Look through the data for the string "purple". Copy every line where it is found.

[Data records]
--- START ---

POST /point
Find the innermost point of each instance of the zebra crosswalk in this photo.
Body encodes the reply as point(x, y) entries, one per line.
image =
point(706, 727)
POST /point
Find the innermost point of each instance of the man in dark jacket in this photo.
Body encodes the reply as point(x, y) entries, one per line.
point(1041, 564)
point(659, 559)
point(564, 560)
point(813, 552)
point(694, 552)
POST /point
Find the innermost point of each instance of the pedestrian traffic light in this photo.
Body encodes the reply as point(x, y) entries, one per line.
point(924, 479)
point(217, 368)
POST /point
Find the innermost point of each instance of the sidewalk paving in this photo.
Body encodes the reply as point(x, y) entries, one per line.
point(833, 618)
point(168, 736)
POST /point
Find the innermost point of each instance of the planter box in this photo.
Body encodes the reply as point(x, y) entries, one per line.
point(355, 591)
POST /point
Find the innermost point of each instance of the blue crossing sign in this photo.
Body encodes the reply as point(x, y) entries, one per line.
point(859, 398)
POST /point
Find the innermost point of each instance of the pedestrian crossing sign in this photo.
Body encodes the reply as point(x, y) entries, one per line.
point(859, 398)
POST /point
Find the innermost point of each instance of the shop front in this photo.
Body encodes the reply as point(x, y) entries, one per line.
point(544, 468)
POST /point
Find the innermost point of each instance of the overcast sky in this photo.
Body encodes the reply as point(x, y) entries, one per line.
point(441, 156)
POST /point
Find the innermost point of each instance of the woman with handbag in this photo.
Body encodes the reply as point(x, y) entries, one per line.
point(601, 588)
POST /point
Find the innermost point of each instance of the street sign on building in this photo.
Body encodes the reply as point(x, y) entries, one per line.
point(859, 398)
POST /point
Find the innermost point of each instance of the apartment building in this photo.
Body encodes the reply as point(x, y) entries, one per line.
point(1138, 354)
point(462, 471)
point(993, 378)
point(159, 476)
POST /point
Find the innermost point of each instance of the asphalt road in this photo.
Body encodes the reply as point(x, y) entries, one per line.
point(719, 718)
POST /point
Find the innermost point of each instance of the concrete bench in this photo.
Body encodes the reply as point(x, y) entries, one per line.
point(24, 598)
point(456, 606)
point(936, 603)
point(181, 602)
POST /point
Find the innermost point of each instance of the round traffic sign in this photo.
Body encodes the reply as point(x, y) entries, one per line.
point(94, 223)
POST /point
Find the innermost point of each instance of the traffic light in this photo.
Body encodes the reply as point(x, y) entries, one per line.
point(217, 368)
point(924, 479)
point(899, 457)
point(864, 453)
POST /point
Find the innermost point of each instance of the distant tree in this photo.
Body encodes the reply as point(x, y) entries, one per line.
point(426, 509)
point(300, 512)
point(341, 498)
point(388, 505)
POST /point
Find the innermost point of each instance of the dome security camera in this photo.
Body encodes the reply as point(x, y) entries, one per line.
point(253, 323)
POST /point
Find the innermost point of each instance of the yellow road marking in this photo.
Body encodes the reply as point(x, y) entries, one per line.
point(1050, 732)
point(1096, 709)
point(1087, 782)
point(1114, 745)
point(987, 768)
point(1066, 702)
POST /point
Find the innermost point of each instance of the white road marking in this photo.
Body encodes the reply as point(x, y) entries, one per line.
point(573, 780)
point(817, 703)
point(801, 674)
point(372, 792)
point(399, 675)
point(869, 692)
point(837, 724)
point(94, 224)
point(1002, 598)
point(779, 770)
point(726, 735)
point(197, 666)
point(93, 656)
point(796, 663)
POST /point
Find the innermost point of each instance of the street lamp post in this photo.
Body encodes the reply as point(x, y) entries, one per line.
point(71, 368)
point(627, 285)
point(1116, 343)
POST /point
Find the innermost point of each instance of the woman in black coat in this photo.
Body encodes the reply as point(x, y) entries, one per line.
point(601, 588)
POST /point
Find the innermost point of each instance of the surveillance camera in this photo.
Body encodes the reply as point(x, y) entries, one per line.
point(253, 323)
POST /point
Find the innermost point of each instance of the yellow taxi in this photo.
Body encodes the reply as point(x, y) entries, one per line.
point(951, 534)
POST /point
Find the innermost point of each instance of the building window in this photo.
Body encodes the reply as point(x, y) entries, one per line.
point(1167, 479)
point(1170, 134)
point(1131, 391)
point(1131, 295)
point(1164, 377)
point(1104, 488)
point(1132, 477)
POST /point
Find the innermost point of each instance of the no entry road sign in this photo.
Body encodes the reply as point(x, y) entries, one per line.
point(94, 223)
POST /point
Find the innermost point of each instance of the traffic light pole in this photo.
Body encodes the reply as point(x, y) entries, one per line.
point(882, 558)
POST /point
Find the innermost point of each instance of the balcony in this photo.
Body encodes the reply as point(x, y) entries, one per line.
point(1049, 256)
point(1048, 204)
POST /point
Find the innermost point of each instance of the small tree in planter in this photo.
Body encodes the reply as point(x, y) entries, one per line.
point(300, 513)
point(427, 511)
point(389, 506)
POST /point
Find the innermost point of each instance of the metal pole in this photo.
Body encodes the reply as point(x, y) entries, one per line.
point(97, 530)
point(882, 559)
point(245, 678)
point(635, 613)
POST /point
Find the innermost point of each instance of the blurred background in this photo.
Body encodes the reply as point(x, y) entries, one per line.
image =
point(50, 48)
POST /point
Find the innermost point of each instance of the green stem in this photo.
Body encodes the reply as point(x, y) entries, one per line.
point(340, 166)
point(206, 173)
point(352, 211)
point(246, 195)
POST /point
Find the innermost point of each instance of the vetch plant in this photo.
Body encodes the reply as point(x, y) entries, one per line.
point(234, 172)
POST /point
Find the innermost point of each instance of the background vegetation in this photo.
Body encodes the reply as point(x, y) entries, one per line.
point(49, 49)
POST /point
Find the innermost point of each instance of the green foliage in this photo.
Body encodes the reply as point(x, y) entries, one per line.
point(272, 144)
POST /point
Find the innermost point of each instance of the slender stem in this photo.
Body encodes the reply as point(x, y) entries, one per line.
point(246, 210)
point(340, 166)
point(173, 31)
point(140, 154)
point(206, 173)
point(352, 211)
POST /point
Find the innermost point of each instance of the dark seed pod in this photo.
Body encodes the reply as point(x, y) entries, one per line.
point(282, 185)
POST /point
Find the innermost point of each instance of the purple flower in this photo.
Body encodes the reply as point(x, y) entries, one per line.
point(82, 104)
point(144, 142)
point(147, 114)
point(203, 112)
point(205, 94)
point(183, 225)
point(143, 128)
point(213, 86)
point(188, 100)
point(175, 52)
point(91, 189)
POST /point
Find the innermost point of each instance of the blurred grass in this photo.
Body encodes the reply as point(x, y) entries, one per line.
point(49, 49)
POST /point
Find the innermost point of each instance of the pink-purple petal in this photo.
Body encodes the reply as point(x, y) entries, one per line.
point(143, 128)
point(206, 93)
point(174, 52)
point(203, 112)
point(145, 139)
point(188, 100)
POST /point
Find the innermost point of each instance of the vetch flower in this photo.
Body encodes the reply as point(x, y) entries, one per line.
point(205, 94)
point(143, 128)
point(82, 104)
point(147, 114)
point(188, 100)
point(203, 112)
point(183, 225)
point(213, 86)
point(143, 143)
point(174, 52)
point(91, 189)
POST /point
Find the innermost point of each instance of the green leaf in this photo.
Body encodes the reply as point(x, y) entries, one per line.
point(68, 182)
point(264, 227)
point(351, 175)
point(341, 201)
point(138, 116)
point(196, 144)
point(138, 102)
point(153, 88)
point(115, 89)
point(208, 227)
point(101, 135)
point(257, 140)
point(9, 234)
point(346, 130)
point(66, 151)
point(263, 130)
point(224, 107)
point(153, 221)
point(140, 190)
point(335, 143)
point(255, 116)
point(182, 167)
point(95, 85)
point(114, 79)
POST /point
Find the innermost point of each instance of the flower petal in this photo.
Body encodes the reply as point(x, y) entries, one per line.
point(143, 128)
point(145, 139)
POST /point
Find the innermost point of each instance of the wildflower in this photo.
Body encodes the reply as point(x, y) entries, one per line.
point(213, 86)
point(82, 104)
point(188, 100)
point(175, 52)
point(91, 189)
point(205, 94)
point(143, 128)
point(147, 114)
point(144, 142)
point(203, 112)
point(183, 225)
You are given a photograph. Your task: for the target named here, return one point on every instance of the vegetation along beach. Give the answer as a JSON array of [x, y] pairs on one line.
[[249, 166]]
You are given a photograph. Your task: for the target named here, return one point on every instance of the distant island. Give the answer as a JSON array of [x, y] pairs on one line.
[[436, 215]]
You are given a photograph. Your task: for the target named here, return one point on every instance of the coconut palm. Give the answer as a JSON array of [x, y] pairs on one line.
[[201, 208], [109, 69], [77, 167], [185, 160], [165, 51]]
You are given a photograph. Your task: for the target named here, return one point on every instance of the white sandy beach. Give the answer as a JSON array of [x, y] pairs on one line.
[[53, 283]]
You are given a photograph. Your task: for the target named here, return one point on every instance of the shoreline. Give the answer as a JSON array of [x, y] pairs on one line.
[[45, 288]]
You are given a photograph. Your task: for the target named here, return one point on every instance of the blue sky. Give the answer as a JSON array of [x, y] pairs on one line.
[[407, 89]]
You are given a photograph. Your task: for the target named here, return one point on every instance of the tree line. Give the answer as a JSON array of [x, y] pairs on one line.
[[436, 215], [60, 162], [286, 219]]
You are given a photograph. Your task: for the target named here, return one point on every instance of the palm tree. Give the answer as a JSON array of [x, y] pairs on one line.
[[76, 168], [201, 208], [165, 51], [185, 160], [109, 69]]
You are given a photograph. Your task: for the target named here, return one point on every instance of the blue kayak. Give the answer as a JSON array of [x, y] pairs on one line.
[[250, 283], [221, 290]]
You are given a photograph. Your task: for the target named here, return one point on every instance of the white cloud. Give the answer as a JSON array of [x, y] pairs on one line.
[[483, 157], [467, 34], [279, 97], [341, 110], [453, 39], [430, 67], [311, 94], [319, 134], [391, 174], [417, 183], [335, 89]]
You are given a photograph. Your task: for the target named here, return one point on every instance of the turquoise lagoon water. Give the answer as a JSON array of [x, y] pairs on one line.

--- END ---

* [ANSWER SPACE]:
Find the innermost point of each instance of the purple flower in this photo.
Find the innermost point of each instance of the pink-purple petal in this photo.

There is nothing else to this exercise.